**EXERCISE A:** Rewrite the part of the patent text starting at "For a considerable" and ending at "have also appeared.", changing "Mosaics" to "Arrays".
**EXERCISE B:** What filing date does the patent text list?
**EXERCISE C:** Continue the patent text on the very large display screen from where it stops.

**SUPPLIED TEXT:**
|Publication number||US5066947 A|
|Application number||US 07/302,625|
|Publication date||Nov 19, 1991|
|Filing date||Jan 26, 1989|
|Priority date||Feb 3, 1988|
|Also published as||DE68904085D1, DE68904085T2, EP0327454A1, EP0327454B1|
|Publication number||07302625, 302625, US 5066947 A, US 5066947A, US-A-5066947, US5066947 A, US5066947A|
|Inventors||Francois Du Castel|
|Original Assignee||Francois Du Castel|
|Export Citation||BiBTeX, EndNote, RefMan|
|Patent Citations (10), Non-Patent Citations (2), Referenced by (51), Classifications (7), Legal Events (4)|
|External Links: USPTO, USPTO Assignment, Espacenet|
The present invention relates to a display screen having very large dimensions. It is used in the production of screens employed for decorative, information, animation and similar purposes for use in the open air, public places, etc.
For a considerable time cinematographic projection screens have been known and for some time also so-called "giant" screens permitting the projection of television pictures. Mosaics of video screens have also appeared.
Sophisticated technology using liquid crystals, discharge tubes, etc. have also made it possible to produce large surface flat screens.

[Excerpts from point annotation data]
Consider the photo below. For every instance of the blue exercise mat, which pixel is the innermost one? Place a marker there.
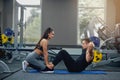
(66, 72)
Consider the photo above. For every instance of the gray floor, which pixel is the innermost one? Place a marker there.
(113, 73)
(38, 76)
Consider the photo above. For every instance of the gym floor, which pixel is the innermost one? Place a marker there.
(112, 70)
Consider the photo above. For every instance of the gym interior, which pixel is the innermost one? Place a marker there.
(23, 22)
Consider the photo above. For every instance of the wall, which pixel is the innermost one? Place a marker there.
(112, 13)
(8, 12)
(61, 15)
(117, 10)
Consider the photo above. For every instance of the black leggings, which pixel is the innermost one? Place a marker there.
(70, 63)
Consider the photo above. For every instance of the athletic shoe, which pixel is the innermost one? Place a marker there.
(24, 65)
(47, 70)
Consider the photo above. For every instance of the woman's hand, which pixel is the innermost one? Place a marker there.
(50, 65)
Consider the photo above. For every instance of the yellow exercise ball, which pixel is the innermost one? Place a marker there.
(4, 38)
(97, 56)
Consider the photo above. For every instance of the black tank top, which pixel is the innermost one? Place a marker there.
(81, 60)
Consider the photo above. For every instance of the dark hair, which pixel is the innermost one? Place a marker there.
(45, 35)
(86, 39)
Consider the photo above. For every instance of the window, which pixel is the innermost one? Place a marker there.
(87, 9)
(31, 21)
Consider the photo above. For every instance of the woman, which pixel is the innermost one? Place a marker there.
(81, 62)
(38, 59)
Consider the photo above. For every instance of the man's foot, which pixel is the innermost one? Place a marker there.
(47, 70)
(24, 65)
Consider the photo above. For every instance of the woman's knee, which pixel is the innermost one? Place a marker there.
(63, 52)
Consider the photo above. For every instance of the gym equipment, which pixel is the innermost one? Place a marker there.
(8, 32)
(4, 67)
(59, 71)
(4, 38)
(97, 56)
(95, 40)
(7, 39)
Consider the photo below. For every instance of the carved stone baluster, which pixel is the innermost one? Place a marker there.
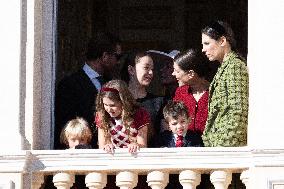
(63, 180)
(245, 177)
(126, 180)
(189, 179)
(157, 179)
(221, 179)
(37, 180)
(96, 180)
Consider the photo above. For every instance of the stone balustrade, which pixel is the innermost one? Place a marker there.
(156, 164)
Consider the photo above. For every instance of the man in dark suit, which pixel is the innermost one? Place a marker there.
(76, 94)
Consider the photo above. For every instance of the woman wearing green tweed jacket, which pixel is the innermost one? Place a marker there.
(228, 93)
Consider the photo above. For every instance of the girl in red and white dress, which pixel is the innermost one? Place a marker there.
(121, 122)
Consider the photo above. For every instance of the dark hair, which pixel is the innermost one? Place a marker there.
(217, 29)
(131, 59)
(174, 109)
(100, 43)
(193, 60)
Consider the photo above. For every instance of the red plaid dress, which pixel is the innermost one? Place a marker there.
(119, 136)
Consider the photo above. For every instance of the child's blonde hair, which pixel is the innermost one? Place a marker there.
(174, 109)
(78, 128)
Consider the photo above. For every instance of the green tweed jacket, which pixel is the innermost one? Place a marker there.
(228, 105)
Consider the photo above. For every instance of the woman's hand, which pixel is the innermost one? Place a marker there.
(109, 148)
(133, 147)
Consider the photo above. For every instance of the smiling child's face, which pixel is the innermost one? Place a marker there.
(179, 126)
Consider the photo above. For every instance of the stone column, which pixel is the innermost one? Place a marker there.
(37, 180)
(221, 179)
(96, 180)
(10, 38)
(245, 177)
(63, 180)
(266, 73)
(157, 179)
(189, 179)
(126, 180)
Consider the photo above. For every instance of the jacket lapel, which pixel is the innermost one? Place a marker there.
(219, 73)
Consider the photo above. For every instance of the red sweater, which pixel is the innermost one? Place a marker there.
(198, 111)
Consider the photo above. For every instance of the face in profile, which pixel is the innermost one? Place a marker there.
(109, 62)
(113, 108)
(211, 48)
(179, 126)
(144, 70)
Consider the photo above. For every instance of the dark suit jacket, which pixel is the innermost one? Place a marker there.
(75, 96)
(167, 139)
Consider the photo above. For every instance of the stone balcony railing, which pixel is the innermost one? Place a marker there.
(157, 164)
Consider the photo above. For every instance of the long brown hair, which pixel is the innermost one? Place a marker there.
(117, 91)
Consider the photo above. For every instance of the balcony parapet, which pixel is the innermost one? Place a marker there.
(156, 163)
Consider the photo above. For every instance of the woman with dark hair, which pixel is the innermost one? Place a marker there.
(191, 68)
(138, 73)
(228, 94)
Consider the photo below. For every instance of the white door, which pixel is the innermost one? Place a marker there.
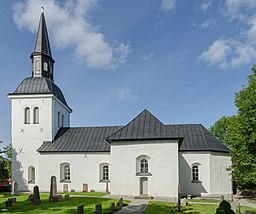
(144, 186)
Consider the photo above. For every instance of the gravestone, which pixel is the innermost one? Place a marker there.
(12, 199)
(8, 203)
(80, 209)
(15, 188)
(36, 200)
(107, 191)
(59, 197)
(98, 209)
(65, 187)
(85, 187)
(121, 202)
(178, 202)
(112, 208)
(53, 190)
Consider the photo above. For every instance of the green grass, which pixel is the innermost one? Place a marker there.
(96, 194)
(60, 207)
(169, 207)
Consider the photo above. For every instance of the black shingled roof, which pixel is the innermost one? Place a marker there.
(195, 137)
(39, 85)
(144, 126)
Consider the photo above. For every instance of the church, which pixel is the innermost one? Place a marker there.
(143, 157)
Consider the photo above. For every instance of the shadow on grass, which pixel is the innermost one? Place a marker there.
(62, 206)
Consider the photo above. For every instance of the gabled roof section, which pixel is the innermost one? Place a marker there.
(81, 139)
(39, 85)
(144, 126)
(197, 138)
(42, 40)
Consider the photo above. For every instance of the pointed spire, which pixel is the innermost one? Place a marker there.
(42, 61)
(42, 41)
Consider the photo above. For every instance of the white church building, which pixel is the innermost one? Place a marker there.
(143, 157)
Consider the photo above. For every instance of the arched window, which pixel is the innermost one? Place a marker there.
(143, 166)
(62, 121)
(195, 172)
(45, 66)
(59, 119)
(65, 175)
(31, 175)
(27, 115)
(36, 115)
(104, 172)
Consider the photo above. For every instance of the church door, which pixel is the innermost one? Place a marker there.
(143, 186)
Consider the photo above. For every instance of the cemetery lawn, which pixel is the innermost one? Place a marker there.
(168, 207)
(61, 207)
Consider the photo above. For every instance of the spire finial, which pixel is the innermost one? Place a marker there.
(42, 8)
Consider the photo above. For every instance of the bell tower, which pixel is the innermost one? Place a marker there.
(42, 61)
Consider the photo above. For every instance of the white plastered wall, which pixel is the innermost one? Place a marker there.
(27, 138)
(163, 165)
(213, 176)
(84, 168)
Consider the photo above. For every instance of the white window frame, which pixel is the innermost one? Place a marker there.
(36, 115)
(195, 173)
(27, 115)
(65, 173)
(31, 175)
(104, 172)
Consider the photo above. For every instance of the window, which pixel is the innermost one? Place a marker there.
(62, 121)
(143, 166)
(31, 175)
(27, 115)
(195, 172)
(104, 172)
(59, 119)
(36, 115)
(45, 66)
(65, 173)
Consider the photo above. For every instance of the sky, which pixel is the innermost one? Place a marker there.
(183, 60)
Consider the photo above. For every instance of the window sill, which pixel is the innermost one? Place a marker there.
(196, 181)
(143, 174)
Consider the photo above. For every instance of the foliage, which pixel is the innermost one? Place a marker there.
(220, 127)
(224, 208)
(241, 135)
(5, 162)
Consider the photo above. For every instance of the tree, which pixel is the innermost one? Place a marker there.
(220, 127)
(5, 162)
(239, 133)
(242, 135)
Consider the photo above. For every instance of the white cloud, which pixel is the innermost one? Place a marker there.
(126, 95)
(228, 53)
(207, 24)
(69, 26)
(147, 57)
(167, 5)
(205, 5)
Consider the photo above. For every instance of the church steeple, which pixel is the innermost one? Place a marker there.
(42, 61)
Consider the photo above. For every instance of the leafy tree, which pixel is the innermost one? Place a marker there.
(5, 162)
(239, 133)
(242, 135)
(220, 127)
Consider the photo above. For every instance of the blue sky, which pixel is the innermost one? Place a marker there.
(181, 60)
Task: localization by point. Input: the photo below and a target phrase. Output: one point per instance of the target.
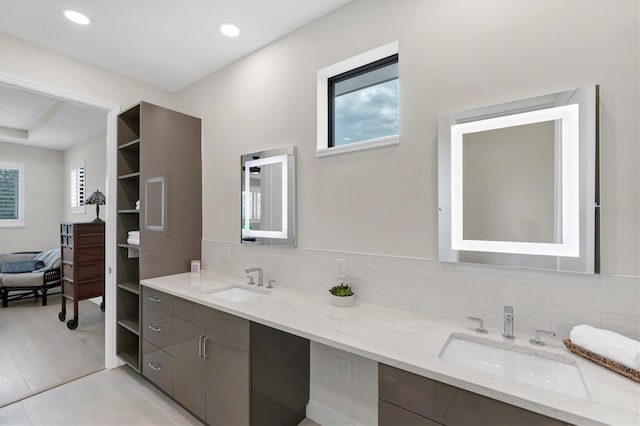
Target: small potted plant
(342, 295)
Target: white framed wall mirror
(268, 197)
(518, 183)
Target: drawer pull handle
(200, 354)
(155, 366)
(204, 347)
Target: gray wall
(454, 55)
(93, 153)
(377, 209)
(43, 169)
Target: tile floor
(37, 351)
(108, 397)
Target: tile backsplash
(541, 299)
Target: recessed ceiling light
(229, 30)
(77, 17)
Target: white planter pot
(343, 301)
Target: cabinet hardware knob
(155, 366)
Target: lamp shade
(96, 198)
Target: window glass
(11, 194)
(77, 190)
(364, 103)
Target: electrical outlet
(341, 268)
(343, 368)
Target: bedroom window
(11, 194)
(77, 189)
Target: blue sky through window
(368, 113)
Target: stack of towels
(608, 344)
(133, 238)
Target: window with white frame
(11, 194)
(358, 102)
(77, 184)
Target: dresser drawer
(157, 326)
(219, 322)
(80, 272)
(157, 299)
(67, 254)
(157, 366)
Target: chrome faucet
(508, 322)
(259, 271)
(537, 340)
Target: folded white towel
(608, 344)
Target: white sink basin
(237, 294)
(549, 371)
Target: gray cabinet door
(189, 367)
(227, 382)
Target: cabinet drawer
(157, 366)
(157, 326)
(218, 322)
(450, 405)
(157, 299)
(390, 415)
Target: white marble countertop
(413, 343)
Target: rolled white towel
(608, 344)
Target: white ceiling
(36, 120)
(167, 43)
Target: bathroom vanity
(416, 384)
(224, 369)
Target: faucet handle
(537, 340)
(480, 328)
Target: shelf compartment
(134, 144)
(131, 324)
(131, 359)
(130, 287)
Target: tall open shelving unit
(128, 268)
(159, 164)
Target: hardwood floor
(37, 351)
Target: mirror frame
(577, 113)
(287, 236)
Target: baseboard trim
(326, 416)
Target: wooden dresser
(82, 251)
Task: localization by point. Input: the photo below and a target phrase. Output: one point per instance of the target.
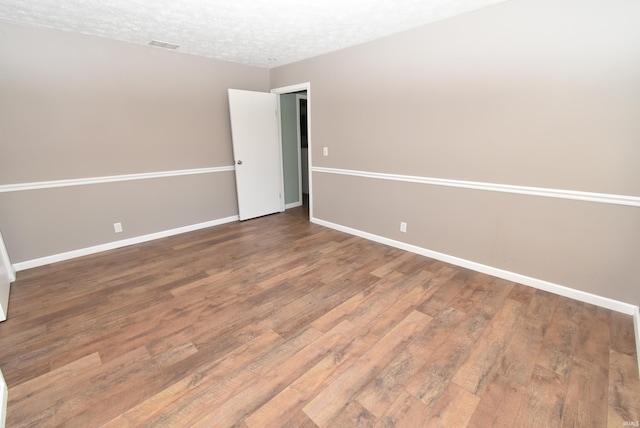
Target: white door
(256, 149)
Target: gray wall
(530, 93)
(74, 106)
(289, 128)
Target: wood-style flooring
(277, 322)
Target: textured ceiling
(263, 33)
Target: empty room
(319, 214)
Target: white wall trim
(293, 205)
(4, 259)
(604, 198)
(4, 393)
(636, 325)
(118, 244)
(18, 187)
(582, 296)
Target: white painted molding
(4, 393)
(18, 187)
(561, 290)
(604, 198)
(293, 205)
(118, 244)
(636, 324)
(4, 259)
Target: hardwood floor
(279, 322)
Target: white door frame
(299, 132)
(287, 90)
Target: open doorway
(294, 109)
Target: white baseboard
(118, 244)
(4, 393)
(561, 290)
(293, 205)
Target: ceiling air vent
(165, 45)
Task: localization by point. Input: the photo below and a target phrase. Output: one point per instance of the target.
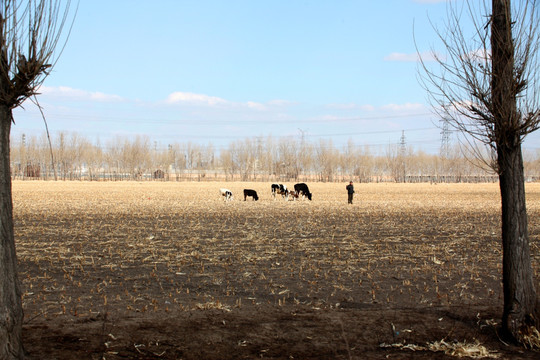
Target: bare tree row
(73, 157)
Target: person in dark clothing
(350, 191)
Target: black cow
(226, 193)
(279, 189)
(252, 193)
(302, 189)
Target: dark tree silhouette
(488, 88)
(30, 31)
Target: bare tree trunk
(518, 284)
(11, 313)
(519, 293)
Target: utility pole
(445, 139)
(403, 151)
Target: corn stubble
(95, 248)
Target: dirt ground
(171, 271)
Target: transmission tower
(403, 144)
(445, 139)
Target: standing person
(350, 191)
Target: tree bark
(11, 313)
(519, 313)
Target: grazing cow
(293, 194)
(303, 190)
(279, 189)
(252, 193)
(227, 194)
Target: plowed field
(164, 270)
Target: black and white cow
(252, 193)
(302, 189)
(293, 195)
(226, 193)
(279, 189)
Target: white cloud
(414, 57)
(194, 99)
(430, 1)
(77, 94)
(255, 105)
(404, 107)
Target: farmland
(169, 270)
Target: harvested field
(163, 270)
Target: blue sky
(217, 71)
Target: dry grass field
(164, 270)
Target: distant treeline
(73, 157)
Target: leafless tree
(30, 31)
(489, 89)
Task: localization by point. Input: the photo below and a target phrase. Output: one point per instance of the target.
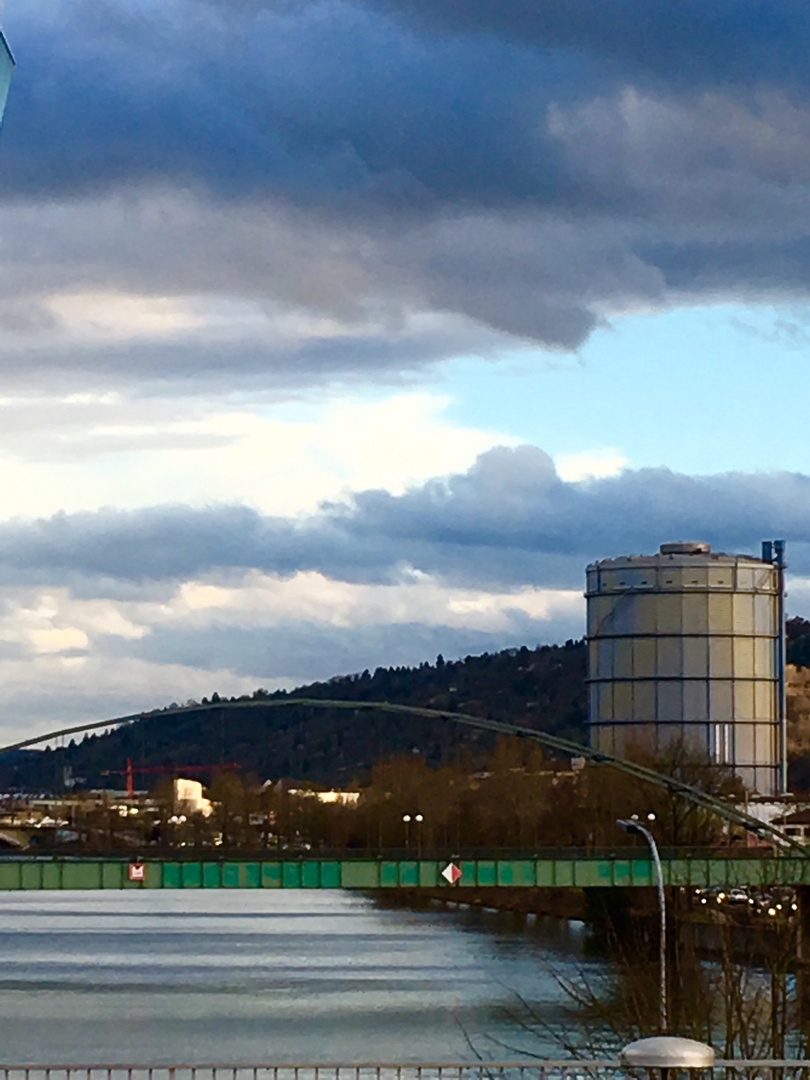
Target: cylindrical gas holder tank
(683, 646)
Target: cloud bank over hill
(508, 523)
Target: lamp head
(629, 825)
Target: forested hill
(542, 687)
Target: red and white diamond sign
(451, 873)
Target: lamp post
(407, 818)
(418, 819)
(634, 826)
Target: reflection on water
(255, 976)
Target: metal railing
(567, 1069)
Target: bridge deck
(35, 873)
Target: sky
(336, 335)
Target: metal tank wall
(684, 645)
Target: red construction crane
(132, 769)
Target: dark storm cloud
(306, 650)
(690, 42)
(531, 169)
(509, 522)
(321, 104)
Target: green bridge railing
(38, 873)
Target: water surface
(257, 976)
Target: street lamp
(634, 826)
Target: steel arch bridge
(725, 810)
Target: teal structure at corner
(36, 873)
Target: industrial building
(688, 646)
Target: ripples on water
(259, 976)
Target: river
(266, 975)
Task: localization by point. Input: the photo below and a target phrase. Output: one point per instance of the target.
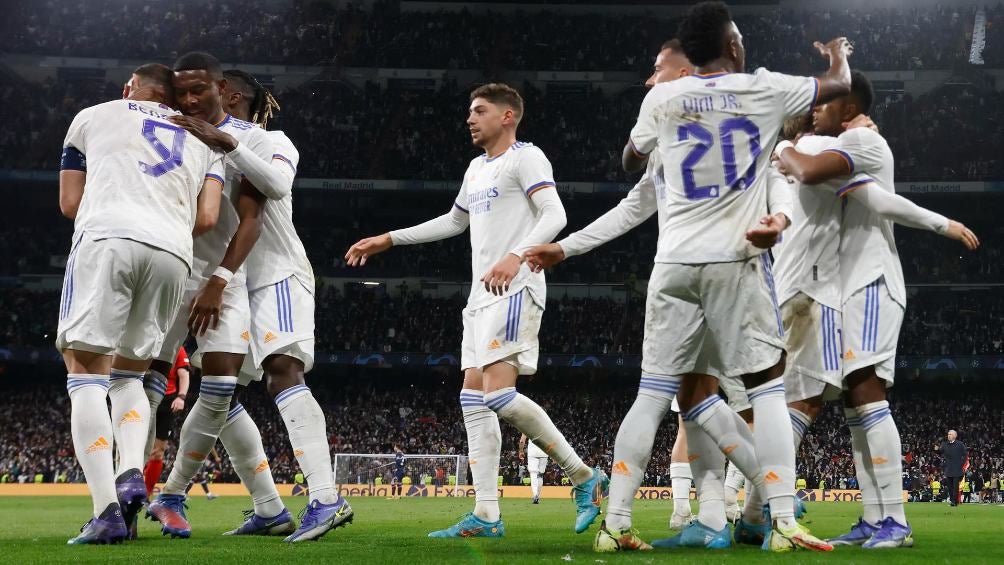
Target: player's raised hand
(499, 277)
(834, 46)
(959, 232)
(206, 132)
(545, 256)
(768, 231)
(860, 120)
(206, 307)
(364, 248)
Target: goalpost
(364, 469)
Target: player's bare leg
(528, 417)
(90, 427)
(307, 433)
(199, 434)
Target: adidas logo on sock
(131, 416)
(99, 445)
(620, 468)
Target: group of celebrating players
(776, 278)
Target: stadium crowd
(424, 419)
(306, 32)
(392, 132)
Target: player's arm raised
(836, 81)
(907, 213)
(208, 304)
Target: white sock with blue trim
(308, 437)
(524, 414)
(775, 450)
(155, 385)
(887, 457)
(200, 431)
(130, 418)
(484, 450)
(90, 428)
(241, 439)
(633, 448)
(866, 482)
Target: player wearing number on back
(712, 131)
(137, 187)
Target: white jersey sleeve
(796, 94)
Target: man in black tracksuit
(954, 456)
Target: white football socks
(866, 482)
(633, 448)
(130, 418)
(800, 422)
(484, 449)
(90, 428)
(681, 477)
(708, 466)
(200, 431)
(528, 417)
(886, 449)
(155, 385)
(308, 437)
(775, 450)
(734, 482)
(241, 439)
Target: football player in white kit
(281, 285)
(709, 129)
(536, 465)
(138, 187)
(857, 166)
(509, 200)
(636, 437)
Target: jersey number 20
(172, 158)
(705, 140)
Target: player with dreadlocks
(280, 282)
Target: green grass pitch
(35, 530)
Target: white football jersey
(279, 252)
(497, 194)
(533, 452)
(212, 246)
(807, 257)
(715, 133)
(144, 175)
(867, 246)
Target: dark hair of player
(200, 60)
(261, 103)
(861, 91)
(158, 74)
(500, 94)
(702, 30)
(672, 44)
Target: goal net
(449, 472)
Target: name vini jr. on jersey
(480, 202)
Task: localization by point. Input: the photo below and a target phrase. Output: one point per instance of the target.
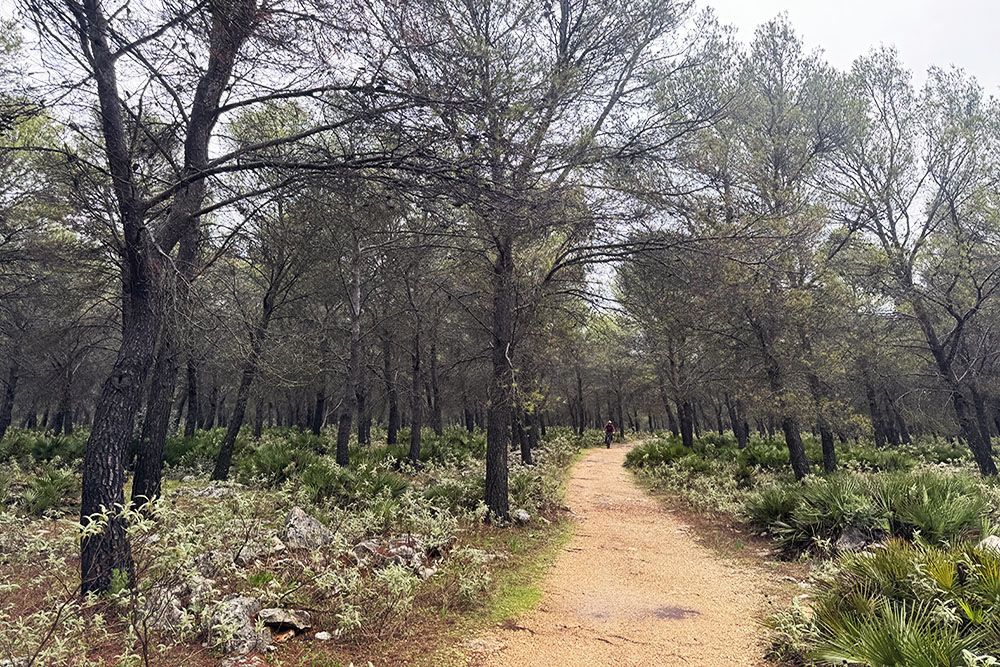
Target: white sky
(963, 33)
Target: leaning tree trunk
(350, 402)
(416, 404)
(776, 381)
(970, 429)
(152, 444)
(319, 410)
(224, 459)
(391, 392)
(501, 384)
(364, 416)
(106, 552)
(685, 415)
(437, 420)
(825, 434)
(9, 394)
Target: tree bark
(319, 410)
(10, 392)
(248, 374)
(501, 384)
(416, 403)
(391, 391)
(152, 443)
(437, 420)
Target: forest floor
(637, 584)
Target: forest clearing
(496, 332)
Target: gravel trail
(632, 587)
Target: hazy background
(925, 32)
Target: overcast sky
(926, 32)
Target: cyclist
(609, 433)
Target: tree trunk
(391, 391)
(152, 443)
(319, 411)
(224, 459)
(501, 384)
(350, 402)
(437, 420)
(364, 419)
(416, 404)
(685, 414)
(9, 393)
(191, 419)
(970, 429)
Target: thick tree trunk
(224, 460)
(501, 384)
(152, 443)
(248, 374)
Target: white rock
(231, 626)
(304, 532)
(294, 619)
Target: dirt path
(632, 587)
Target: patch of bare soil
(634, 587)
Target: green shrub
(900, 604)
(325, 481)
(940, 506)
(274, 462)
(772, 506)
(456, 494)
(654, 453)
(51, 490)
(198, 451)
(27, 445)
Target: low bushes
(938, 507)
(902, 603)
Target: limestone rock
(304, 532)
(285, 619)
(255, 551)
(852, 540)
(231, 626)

**TASK OUTPUT A:**
For a considerable time cinematographic projection screens have been known and for some time also so-called "giant" screens permitting the projection of television pictures. Arrays of video screens have also appeared.

**TASK OUTPUT B:** Jan 26, 1989

**TASK OUTPUT C:**
Although satisfactory from certain respects, these procedures suffer from the disadvantage of not making it possible to produce very large screens, i.e. having a side length of several dozen meters. Screens of the projection type are unsatisfactory through lack of brightness and definition, whereas flat screens are unsatisfactory due to addressing problems.
The present invention aims at obviating these disadvantages. It therefore proposes a screen, whose principle and structure make it possible to achieve considerable display surfaces, e.g. 50×50 meters or more. Despite these large dimensions, the brightness and definition of the picture are excellent and the complexity of the control system remains acceptable.
According to the invention this result is achieved by a screen constituted by a curtain of suspended optical fibers of different lengths, said lengths being such that the free ends of the fibers define a surface constituting the display surface, while the other ends of the fibers are optically coupled to the same number of light emitting diodes.
Although it is possible to have display surfaces with any random shape (e.g. concave, convex, spherical cup-shaped, etc), preference is usually given to a planar surface. The latter is preferably rectangular or square, but could also be circular or eliptical.
According to an advantageous embodiment, the light emitting diodes are constituted by treads emitting the primary colors, such as red, green and blue. The display is then in colors.
The invention is described in greater detail hereinafter relative to non-limitative embodiments and the attached drawings, wherein show:
FIG. 1 a screen according to the invention.
FIGS. 2A to 2B an elementary display zone.
FIG. 3 a triad of optical fibers guiding light in three primary colors.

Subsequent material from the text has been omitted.